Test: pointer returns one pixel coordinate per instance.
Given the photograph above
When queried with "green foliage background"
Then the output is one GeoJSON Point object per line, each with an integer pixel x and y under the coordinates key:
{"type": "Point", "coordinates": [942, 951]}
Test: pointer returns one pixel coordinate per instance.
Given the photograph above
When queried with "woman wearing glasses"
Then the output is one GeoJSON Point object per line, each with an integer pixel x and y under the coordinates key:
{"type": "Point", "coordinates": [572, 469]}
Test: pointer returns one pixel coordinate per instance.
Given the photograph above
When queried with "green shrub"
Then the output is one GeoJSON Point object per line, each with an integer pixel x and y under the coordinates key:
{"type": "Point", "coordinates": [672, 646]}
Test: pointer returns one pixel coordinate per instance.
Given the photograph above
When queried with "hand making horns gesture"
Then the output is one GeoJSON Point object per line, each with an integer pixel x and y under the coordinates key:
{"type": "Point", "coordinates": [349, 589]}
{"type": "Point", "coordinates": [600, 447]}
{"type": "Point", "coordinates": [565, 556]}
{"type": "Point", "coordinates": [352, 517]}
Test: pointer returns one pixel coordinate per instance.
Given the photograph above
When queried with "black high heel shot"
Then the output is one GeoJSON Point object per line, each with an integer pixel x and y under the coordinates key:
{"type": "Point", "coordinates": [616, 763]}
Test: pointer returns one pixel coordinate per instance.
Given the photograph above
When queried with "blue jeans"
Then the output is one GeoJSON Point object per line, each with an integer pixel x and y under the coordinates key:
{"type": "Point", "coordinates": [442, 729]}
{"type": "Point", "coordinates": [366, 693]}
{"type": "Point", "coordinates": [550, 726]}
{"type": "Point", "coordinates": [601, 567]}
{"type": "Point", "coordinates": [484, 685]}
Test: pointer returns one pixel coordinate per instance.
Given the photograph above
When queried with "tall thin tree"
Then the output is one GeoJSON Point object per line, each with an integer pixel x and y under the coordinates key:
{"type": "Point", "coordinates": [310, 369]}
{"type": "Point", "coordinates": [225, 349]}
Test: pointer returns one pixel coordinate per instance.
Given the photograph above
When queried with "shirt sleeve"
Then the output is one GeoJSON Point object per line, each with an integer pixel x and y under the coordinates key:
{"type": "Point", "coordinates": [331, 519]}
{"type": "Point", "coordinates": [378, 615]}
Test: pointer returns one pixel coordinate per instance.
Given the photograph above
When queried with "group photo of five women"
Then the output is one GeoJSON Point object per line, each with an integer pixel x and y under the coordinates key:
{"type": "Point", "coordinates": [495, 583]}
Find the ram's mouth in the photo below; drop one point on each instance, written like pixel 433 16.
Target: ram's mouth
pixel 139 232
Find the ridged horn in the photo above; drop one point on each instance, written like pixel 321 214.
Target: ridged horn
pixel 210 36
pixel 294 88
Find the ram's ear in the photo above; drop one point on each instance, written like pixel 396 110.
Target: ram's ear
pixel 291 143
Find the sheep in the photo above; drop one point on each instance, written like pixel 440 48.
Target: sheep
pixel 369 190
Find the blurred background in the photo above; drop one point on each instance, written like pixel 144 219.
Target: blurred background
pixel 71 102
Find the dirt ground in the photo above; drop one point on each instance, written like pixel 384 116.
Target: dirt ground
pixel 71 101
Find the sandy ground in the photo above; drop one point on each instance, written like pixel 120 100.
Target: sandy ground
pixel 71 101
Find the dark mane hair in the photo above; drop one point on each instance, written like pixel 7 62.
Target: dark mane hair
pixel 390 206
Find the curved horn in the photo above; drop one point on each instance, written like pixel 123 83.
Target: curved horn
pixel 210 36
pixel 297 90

....

Each line of the listing above should be output exactly.

Full answer>
Test: pointer returns one pixel coordinate per instance.
Given the photograph above
When queried with "green foliage background"
Then the output is one GeoJSON Point object per line, each with an integer pixel x and y under the coordinates key:
{"type": "Point", "coordinates": [942, 951]}
Test: pointer returns one pixel coordinate per instance.
Given the photograph above
When queried with "woman wearing glasses"
Then the output is one GeoJSON Point object per line, each with an integer pixel x and y under the coordinates key:
{"type": "Point", "coordinates": [572, 469]}
Test: pointer returns one pixel coordinate per instance.
Given the photograph above
When queried with "green shrub"
Then the output is one GeoJSON Point object per line, each with an integer pixel x and y under the coordinates key:
{"type": "Point", "coordinates": [672, 646]}
Test: pointer returns one pixel coordinate per instance.
Given the photograph above
When queried with "hand making horns gesture"
Then the output is one GeoJSON Point object per line, each with an integer pixel x and y under the coordinates key:
{"type": "Point", "coordinates": [349, 589]}
{"type": "Point", "coordinates": [600, 447]}
{"type": "Point", "coordinates": [565, 556]}
{"type": "Point", "coordinates": [352, 517]}
Test: pointer returns one pixel coordinate per instance.
Given the photograph above
When queried with "black high heel shot"
Then the output is one GeoJSON Point object per line, each with an integer pixel x and y under the coordinates key:
{"type": "Point", "coordinates": [616, 763]}
Test: pointer returns one pixel coordinate per instance.
Given the photograph above
When queried with "blue jeans"
Then the output is one GeoJSON Point object per line, each with an integer pixel x and y under the coordinates key:
{"type": "Point", "coordinates": [442, 729]}
{"type": "Point", "coordinates": [366, 693]}
{"type": "Point", "coordinates": [550, 726]}
{"type": "Point", "coordinates": [601, 567]}
{"type": "Point", "coordinates": [484, 685]}
Test: pointer returns one pixel coordinate per instance.
Given the photograph above
When queried with "tall thin tree"
Then the output is one GeoJSON Point object per line, each with an integer pixel x and y under the coordinates key:
{"type": "Point", "coordinates": [310, 369]}
{"type": "Point", "coordinates": [225, 349]}
Test: pointer returns one pixel coordinate per instance.
Given the photograph above
When queried with "shirt sleeve"
Then the output is one GeoJSON Point object per line, each with an integer pixel x and y under the coordinates key:
{"type": "Point", "coordinates": [331, 519]}
{"type": "Point", "coordinates": [378, 615]}
Test: pointer returns one pixel coordinate per instance.
Given the photograph above
When queried with "group photo of five women"
Then the output is one GeoJSON Point object per line, each with an integer pixel x and y under the coordinates key:
{"type": "Point", "coordinates": [495, 583]}
Find the ram's mouth in the photo below; drop one point on each instance, written like pixel 433 16.
Target: ram's mouth
pixel 139 232
Find the ridged horn in the photo above; drop one point on each instance, written like pixel 321 214.
Target: ridged horn
pixel 210 36
pixel 294 88
Find the ram's ear in the photo above; drop one point on each instance, written like pixel 396 110.
Target: ram's ear
pixel 291 143
Find the sheep in the photo above; drop one point on each instance, written like pixel 440 48.
Target: sheep
pixel 369 190
Find the blurred background in the photo above; drop one point on each instance, written like pixel 144 219.
Target: blurred background
pixel 71 102
Find the dirt ground in the photo above; drop one point on each instance, written like pixel 384 116.
Target: dirt ground
pixel 71 101
Find the sandy ground in the photo above; drop one point on each instance, written like pixel 120 100.
Target: sandy ground
pixel 71 101
Find the dark mane hair in the photo above; drop one point on each instance, written like pixel 7 62.
Target: dark mane hair
pixel 390 206
Find the curved horn in the photo above; drop one point on each instance, written like pixel 123 83.
Target: curved horn
pixel 210 36
pixel 297 90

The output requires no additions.